--- begin Excerpt ---

Actually, that was the Pentagon:  “The unintended consequence of a U.S. policy that provides for the torture of prisoners is that it could be used by our adversaries as justification for the torture of captured U.S. personnel,” says the document, an unsigned two-page attachment to a memo by the military’s Joint Personnel Recovery Agency.”
It’s a common mistake; we sound very similar on the phone.
Did America’s far more moral treatment of Japanese prisoners than Japan’s treatment of American prisoners in World War II have any impact on how the Japanese treated American and other prisoners of war?
The Japanese weren’t signatories to the Geneva Convention, so they felt free to torture and summarily execute prisoners.  Yet, despite their willingness to make the tough decisions and do what needed to be done, they still lost.  Go figure.
Do you think that evil people care how morally pure America is?

--- end Excerpt ---
--- begin Records shown ---

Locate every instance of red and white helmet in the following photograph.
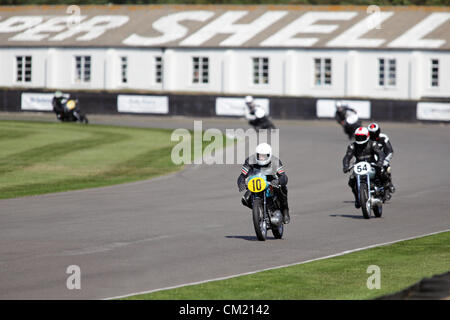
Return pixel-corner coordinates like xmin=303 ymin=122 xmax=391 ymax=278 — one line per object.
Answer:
xmin=355 ymin=127 xmax=369 ymax=144
xmin=367 ymin=122 xmax=380 ymax=140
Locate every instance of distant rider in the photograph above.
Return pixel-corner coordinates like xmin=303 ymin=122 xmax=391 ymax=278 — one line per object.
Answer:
xmin=367 ymin=122 xmax=395 ymax=193
xmin=237 ymin=143 xmax=291 ymax=224
xmin=52 ymin=91 xmax=64 ymax=121
xmin=245 ymin=96 xmax=275 ymax=130
xmin=334 ymin=101 xmax=361 ymax=139
xmin=342 ymin=127 xmax=384 ymax=209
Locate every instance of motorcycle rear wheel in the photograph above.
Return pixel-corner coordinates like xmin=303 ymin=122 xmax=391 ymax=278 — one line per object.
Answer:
xmin=272 ymin=222 xmax=284 ymax=239
xmin=252 ymin=199 xmax=267 ymax=241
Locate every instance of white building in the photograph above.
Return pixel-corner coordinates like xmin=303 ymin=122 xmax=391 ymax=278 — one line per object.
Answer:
xmin=0 ymin=6 xmax=450 ymax=99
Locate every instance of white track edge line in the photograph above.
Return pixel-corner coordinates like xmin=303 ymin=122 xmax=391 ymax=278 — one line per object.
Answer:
xmin=102 ymin=229 xmax=450 ymax=300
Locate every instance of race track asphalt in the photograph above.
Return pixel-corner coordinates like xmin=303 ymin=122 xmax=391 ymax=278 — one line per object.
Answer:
xmin=0 ymin=114 xmax=450 ymax=299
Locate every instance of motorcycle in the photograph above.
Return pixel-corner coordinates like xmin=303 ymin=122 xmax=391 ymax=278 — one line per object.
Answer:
xmin=247 ymin=170 xmax=284 ymax=241
xmin=350 ymin=161 xmax=385 ymax=219
xmin=58 ymin=98 xmax=89 ymax=124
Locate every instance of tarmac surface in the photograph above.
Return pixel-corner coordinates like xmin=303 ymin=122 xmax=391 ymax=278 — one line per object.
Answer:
xmin=0 ymin=113 xmax=450 ymax=299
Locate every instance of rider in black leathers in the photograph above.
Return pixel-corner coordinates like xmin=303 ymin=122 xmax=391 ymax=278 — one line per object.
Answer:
xmin=237 ymin=143 xmax=290 ymax=224
xmin=342 ymin=127 xmax=384 ymax=209
xmin=367 ymin=123 xmax=395 ymax=194
xmin=52 ymin=91 xmax=64 ymax=120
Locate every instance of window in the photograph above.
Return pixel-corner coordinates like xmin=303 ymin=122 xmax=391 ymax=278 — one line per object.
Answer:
xmin=253 ymin=57 xmax=269 ymax=84
xmin=75 ymin=56 xmax=91 ymax=82
xmin=192 ymin=57 xmax=209 ymax=83
xmin=314 ymin=58 xmax=331 ymax=86
xmin=16 ymin=56 xmax=31 ymax=82
xmin=431 ymin=59 xmax=439 ymax=87
xmin=378 ymin=58 xmax=397 ymax=87
xmin=120 ymin=57 xmax=128 ymax=83
xmin=155 ymin=57 xmax=163 ymax=83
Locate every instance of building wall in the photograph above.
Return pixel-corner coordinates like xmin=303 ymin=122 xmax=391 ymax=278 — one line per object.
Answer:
xmin=0 ymin=48 xmax=450 ymax=99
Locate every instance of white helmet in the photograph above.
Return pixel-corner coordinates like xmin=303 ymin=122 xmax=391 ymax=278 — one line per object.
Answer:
xmin=255 ymin=143 xmax=272 ymax=166
xmin=355 ymin=127 xmax=369 ymax=144
xmin=335 ymin=101 xmax=347 ymax=109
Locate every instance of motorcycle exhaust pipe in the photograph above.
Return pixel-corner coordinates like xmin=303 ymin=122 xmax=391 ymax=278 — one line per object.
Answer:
xmin=270 ymin=210 xmax=283 ymax=227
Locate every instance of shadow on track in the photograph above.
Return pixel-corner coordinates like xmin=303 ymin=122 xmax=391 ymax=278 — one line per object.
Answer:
xmin=225 ymin=236 xmax=276 ymax=241
xmin=330 ymin=214 xmax=364 ymax=219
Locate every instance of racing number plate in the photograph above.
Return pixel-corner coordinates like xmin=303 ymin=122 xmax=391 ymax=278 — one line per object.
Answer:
xmin=247 ymin=177 xmax=266 ymax=192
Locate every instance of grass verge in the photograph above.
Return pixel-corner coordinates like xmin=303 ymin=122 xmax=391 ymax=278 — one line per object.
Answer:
xmin=123 ymin=232 xmax=450 ymax=300
xmin=0 ymin=121 xmax=229 ymax=199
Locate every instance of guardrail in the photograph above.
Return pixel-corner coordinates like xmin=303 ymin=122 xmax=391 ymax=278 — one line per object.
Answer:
xmin=0 ymin=88 xmax=450 ymax=122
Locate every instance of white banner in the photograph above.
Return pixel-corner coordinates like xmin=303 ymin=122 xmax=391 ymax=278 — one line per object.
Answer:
xmin=216 ymin=97 xmax=270 ymax=116
xmin=316 ymin=99 xmax=371 ymax=119
xmin=117 ymin=94 xmax=169 ymax=114
xmin=21 ymin=92 xmax=53 ymax=111
xmin=416 ymin=102 xmax=450 ymax=121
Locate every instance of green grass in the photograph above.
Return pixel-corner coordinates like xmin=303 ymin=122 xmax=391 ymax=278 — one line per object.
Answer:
xmin=0 ymin=121 xmax=228 ymax=199
xmin=123 ymin=232 xmax=450 ymax=300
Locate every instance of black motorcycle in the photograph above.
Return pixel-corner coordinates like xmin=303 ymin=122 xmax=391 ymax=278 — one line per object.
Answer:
xmin=247 ymin=170 xmax=284 ymax=241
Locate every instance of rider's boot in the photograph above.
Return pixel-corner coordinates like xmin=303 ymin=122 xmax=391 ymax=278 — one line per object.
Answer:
xmin=389 ymin=181 xmax=395 ymax=193
xmin=241 ymin=190 xmax=253 ymax=209
xmin=352 ymin=188 xmax=361 ymax=209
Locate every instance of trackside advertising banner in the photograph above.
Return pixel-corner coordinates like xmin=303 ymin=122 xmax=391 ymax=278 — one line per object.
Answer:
xmin=117 ymin=94 xmax=169 ymax=114
xmin=216 ymin=97 xmax=270 ymax=117
xmin=21 ymin=92 xmax=53 ymax=111
xmin=416 ymin=102 xmax=450 ymax=121
xmin=316 ymin=99 xmax=371 ymax=119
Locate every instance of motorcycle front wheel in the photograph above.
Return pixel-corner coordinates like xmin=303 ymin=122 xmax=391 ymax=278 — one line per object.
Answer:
xmin=252 ymin=199 xmax=267 ymax=241
xmin=359 ymin=183 xmax=370 ymax=219
xmin=373 ymin=205 xmax=383 ymax=218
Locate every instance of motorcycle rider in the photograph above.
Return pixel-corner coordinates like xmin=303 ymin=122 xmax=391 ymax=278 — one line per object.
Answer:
xmin=52 ymin=91 xmax=64 ymax=120
xmin=367 ymin=122 xmax=395 ymax=197
xmin=237 ymin=143 xmax=291 ymax=224
xmin=342 ymin=127 xmax=384 ymax=209
xmin=245 ymin=96 xmax=275 ymax=130
xmin=334 ymin=101 xmax=361 ymax=139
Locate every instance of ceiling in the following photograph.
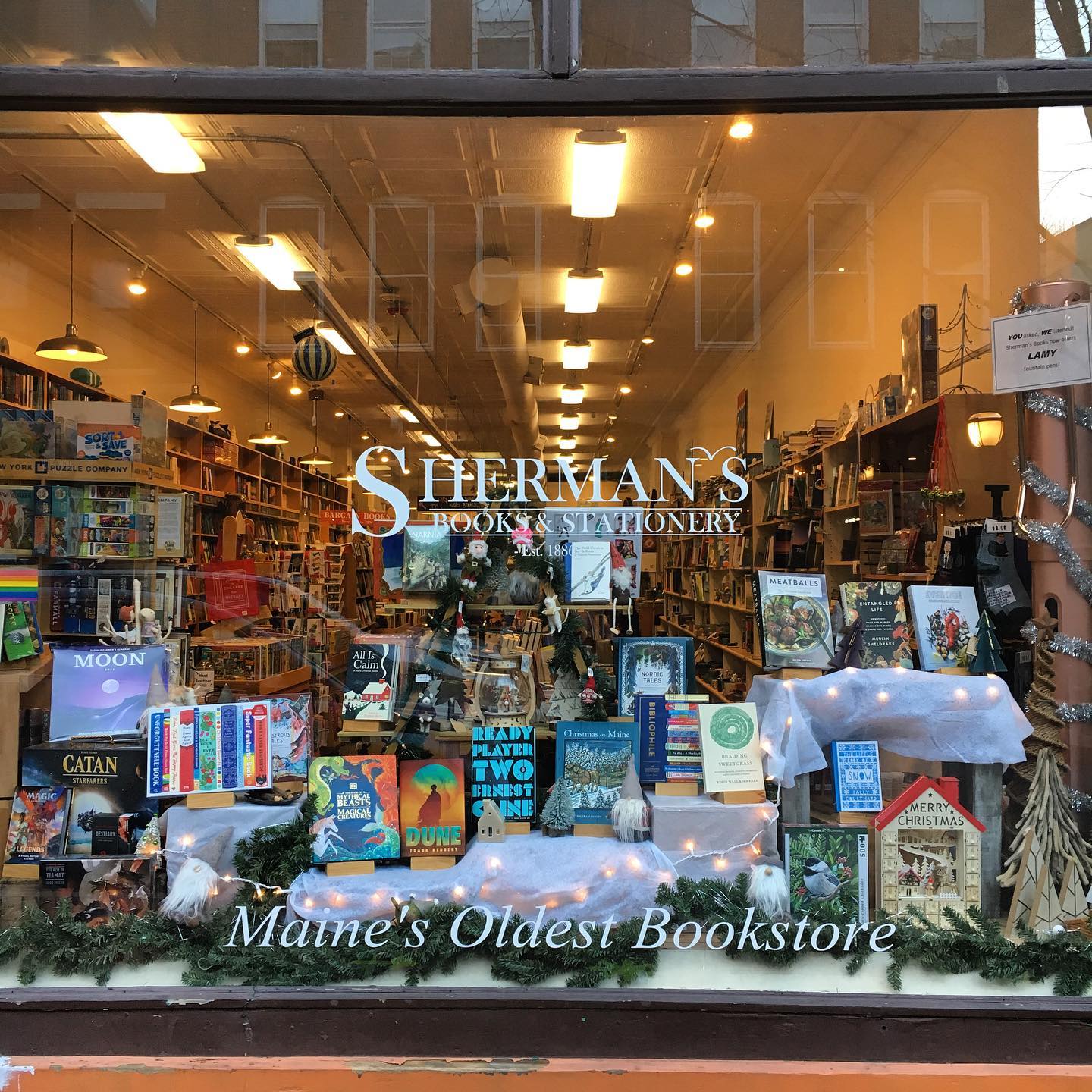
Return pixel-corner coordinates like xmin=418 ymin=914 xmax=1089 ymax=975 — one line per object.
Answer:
xmin=0 ymin=104 xmax=983 ymax=472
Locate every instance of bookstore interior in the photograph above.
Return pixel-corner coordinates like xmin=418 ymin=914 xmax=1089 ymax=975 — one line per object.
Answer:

--- end Records shown ---

• _Direction A_: Print the passage about the torture of prisoners from "Actually, that was" up to and including "lost.  Go figure.".
• _Direction B_: Carry on the passage about the torture of prisoners from the point where it stops.

• _Final result A_:
Actually, that was the Pentagon:  “The unintended consequence of a U.S. policy that provides for the torture of prisoners is that it could be used by our adversaries as justification for the torture of captured U.S. personnel,” says the document, an unsigned two-page attachment to a memo by the military’s Joint Personnel Recovery Agency.”
It’s a common mistake; we sound very similar on the phone.
Did America’s far more moral treatment of Japanese prisoners than Japan’s treatment of American prisoners in World War II have any impact on how the Japanese treated American and other prisoners of war?
The Japanese weren’t signatories to the Geneva Convention, so they felt free to torture and summarily execute prisoners.  Yet, despite their willingness to make the tough decisions and do what needed to be done, they still lost.  Go figure.

• _Final result B_:
I don’t actually care what “evil people” think, since I assume they’re capable of rationalizing any statement or action, no matter how false or despicable.  (If not, I’ll refer them to you for technical support.)  I do care if the rest of the world, particularly our allies, think of America as evil, because that Canadian flag patch I sewed on my backpack in 2003 is starting to peel off.
If you do not address these questions, it would appear that you care less about morality and torture than about vengeance against the Bush administration.
Consider Morality and Torture addressed, Denny.  When does the Vengeance start?